##### RECORDS SHOWN #####
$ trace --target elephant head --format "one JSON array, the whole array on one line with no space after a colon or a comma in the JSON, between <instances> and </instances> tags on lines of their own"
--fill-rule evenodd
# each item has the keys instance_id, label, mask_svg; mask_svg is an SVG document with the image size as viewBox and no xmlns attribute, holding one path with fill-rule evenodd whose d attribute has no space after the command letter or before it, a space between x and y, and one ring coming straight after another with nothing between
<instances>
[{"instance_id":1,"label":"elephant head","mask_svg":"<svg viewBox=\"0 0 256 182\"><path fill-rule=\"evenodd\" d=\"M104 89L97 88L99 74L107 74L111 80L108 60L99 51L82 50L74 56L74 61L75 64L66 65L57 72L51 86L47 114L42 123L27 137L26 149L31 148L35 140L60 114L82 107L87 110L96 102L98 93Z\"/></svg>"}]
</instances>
#####
### WHAT IS NEEDED
Revise the material above by replacing every "JSON array" with "JSON list", and leave everything else as it is.

### OUTPUT BELOW
$ trace --target elephant head --format "one JSON list, the whole array on one line with no space after a colon or a comma in the JSON, between <instances> and </instances> tags on lines of their own"
--fill-rule evenodd
# each item has the keys instance_id, label, mask_svg; mask_svg is an SVG document with the image size as viewBox and no xmlns attribute, holding one path with fill-rule evenodd whose d attribute has no space after the command letter or before it, a space between x and y, and one ring coming straight after another with nothing between
<instances>
[{"instance_id":1,"label":"elephant head","mask_svg":"<svg viewBox=\"0 0 256 182\"><path fill-rule=\"evenodd\" d=\"M104 89L97 88L99 74L107 74L111 80L108 60L99 51L82 50L74 56L74 61L75 64L66 65L57 72L51 86L47 114L42 123L27 137L26 149L31 148L35 140L60 114L82 107L87 110L96 102L98 93Z\"/></svg>"}]
</instances>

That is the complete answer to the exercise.